* BEGIN SOURCE DATA *

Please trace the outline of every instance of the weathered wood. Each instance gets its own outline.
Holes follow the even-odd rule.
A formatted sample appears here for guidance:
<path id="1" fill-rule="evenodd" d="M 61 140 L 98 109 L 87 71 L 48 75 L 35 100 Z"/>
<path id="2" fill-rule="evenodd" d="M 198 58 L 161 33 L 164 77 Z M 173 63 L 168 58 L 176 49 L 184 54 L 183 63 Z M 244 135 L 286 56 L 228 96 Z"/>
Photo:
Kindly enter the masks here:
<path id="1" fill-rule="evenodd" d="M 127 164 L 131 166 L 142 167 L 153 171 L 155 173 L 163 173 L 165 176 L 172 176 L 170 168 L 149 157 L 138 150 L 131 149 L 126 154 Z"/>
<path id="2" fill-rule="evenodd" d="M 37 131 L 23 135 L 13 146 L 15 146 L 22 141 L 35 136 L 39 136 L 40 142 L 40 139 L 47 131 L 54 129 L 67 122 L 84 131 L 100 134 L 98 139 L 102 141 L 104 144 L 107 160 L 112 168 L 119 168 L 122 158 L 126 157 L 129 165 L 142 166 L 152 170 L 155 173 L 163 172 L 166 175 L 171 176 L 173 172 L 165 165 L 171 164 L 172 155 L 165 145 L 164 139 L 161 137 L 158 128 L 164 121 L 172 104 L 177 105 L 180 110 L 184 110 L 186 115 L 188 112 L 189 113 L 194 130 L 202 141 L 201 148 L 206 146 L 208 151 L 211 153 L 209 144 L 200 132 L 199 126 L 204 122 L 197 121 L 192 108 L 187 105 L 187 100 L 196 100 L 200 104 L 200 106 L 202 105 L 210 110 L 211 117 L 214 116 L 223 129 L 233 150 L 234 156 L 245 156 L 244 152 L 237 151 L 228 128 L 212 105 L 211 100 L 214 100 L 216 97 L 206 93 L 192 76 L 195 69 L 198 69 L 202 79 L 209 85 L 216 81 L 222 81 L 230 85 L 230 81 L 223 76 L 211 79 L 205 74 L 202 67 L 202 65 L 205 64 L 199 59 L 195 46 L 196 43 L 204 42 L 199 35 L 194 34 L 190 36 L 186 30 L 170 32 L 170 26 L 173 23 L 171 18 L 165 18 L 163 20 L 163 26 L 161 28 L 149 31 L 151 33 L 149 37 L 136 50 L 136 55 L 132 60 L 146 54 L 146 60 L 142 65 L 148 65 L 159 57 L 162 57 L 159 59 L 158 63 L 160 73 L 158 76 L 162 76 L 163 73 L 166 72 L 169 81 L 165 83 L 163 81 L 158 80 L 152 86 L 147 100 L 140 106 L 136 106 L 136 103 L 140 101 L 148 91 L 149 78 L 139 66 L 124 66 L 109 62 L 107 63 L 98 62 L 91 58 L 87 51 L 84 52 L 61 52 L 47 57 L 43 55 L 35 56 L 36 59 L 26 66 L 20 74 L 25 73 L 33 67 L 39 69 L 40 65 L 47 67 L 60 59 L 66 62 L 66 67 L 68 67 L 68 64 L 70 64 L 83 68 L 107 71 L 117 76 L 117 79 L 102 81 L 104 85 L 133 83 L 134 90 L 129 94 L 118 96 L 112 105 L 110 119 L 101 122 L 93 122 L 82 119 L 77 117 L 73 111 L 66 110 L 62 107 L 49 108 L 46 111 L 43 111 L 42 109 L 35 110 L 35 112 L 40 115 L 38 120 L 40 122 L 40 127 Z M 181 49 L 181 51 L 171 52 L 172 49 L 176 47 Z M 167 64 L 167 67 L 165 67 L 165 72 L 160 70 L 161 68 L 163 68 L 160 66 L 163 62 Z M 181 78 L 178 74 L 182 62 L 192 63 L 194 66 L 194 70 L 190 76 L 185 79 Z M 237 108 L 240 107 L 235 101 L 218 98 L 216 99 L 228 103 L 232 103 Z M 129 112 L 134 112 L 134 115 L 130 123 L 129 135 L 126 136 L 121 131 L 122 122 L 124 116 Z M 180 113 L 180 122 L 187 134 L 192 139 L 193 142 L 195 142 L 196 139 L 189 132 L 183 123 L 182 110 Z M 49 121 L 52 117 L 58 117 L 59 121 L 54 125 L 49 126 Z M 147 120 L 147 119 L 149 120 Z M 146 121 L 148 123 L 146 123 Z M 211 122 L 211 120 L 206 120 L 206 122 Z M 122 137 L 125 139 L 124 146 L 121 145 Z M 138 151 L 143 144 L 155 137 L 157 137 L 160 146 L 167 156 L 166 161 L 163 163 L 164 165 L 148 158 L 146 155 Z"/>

* END SOURCE DATA *

Rewrite everything from the start of the data down to the line containing "127 164 L 131", swapping "weathered wood" for "rusted metal" and changing nothing else.

Please trace the outline of every instance of the rusted metal. Each instance gets its own outline.
Holes follow the even-odd rule.
A formatted sample appears here for guidance:
<path id="1" fill-rule="evenodd" d="M 61 140 L 98 109 L 87 71 L 48 75 L 35 100 Z"/>
<path id="2" fill-rule="evenodd" d="M 198 58 L 161 33 L 164 77 Z M 173 63 L 168 58 L 176 49 L 184 54 L 183 63 Z M 244 135 L 286 56 L 228 96 Z"/>
Photo:
Kindly enter the masks here:
<path id="1" fill-rule="evenodd" d="M 127 164 L 131 166 L 142 167 L 153 171 L 155 173 L 163 173 L 165 176 L 172 176 L 170 168 L 149 157 L 138 150 L 131 149 L 126 154 Z"/>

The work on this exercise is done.